(Data for this task Opens)

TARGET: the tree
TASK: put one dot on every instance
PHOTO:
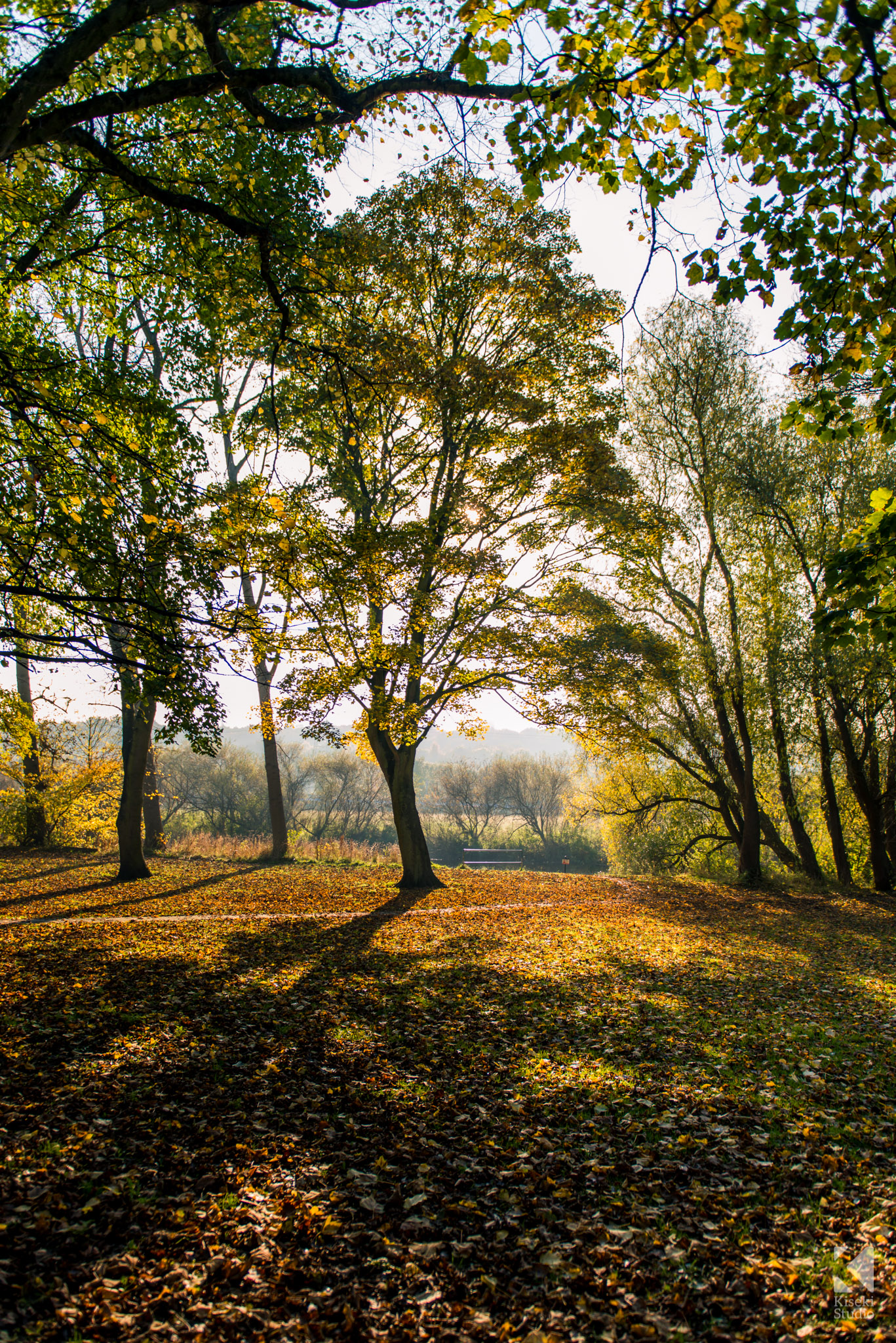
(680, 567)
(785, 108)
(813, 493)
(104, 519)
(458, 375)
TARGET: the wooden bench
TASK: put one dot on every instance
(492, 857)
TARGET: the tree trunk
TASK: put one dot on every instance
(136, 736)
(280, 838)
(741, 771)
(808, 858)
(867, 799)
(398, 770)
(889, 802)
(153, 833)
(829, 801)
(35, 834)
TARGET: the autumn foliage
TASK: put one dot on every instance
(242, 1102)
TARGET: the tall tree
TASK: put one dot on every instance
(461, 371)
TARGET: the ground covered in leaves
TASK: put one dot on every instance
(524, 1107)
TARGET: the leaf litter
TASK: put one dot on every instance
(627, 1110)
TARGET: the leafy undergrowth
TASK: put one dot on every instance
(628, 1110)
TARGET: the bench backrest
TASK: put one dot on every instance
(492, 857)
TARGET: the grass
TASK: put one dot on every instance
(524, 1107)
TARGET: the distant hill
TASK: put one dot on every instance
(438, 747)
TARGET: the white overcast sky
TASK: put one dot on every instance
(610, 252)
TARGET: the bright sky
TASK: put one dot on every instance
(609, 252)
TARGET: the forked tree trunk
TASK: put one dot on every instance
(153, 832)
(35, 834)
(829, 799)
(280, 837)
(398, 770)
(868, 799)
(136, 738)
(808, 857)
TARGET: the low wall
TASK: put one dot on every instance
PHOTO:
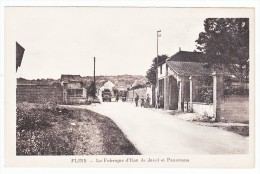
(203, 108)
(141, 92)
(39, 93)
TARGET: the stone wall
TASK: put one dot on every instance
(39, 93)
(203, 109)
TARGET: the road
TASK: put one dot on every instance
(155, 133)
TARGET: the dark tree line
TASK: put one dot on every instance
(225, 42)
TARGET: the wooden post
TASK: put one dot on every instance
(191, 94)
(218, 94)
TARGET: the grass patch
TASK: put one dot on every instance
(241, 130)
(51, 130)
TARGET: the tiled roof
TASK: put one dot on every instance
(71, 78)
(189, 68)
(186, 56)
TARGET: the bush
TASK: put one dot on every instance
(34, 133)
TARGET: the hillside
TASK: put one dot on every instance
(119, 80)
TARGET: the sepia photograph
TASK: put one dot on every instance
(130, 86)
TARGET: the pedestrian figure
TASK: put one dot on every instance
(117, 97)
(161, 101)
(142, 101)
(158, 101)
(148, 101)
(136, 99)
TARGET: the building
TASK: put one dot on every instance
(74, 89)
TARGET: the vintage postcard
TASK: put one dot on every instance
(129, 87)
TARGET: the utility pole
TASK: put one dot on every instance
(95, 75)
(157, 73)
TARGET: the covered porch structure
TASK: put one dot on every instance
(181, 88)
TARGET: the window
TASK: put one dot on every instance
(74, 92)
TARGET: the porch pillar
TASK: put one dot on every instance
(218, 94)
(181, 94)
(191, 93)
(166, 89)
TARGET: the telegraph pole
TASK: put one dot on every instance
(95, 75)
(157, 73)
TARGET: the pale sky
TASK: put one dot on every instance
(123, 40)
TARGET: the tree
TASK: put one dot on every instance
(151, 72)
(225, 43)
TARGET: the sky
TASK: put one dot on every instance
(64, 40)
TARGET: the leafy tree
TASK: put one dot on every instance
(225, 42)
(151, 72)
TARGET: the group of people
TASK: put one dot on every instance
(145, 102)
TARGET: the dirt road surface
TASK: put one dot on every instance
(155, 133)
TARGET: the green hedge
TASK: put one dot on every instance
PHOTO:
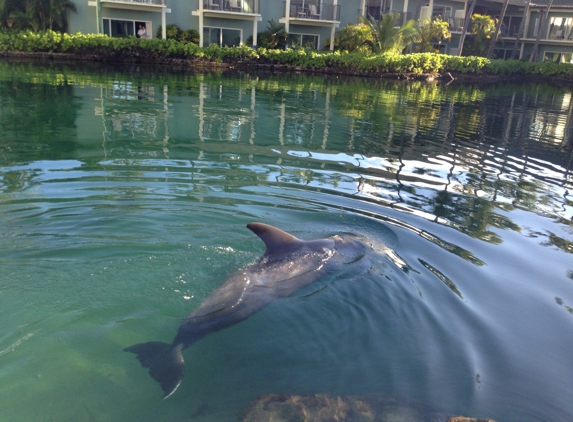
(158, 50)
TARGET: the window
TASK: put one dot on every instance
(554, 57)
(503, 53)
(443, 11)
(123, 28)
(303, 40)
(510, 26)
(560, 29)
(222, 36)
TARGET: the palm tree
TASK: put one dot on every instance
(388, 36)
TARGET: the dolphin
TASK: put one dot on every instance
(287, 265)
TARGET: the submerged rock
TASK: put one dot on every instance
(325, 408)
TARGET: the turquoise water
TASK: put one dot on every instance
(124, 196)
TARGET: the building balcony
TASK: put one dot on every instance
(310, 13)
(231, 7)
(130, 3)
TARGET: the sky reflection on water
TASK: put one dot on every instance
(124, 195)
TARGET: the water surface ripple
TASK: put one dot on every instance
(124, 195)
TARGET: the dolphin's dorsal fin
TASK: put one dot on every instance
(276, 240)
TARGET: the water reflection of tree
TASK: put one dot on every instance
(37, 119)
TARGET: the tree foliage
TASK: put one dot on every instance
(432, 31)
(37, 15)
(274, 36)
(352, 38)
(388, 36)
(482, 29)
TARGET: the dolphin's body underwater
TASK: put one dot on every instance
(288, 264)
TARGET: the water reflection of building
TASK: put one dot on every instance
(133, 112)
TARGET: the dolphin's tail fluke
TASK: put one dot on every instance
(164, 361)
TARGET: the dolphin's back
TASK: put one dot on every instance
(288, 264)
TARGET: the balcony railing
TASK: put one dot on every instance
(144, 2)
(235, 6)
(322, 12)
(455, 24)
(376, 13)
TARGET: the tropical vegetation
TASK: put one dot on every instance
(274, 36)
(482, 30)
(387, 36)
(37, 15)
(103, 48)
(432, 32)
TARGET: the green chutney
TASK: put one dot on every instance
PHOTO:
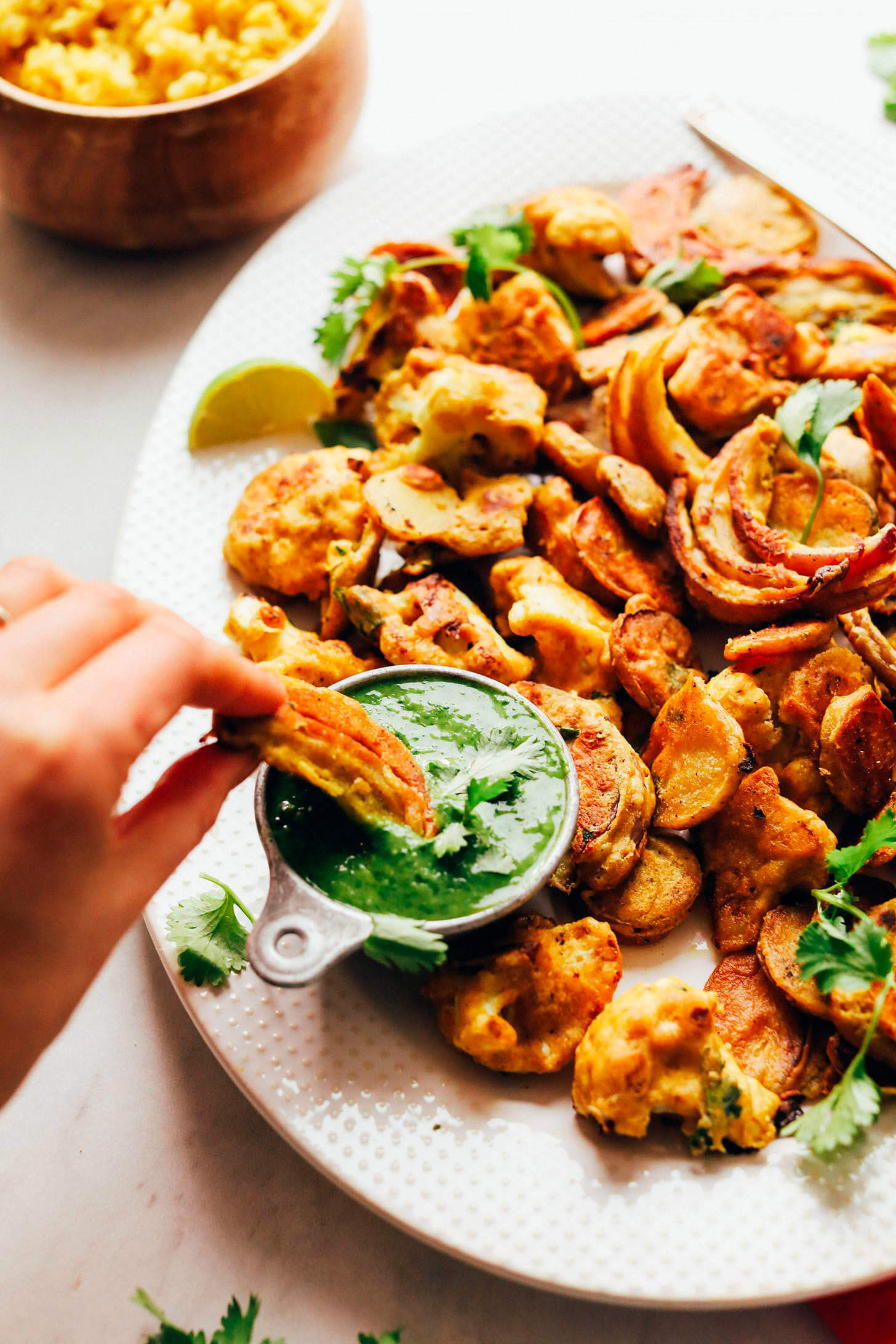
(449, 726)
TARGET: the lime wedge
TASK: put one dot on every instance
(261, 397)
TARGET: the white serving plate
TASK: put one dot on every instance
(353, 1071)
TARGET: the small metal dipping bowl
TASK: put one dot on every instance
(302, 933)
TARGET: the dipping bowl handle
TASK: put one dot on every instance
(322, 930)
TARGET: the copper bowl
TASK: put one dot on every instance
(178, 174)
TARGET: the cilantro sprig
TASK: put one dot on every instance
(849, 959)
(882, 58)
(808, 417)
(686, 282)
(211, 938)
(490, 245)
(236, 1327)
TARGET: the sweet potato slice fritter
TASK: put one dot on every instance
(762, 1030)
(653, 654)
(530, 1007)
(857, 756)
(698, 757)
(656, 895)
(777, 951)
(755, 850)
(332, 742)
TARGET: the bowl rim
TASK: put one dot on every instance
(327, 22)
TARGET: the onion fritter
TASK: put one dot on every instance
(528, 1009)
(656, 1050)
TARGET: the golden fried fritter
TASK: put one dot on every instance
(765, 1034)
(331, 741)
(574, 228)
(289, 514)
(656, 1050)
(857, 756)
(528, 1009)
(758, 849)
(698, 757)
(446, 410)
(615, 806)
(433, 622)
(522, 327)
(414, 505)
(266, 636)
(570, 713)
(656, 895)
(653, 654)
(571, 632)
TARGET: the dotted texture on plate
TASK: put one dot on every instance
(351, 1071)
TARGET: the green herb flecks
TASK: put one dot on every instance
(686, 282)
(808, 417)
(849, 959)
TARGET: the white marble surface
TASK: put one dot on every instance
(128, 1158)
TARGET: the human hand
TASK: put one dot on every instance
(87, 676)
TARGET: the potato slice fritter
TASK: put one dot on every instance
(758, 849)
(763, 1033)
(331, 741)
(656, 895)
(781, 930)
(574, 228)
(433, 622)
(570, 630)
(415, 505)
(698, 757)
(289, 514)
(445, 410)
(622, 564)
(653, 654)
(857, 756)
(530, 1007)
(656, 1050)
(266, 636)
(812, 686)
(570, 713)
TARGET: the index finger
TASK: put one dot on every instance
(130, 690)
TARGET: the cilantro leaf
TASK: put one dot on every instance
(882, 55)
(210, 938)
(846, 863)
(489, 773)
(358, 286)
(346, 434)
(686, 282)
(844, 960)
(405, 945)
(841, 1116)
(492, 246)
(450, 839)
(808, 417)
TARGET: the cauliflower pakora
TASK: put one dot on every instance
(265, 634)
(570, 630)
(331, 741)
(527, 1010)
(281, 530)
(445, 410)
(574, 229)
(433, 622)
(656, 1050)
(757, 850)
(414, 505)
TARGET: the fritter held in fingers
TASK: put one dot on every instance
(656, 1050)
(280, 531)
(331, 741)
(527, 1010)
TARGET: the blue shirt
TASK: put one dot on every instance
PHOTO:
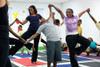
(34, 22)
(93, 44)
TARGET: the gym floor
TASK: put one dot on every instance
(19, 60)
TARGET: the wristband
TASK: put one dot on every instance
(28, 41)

(Data for this task Closes)

Answer with the number alone after tallying the lines of the entries above that contain the word "foliage".

2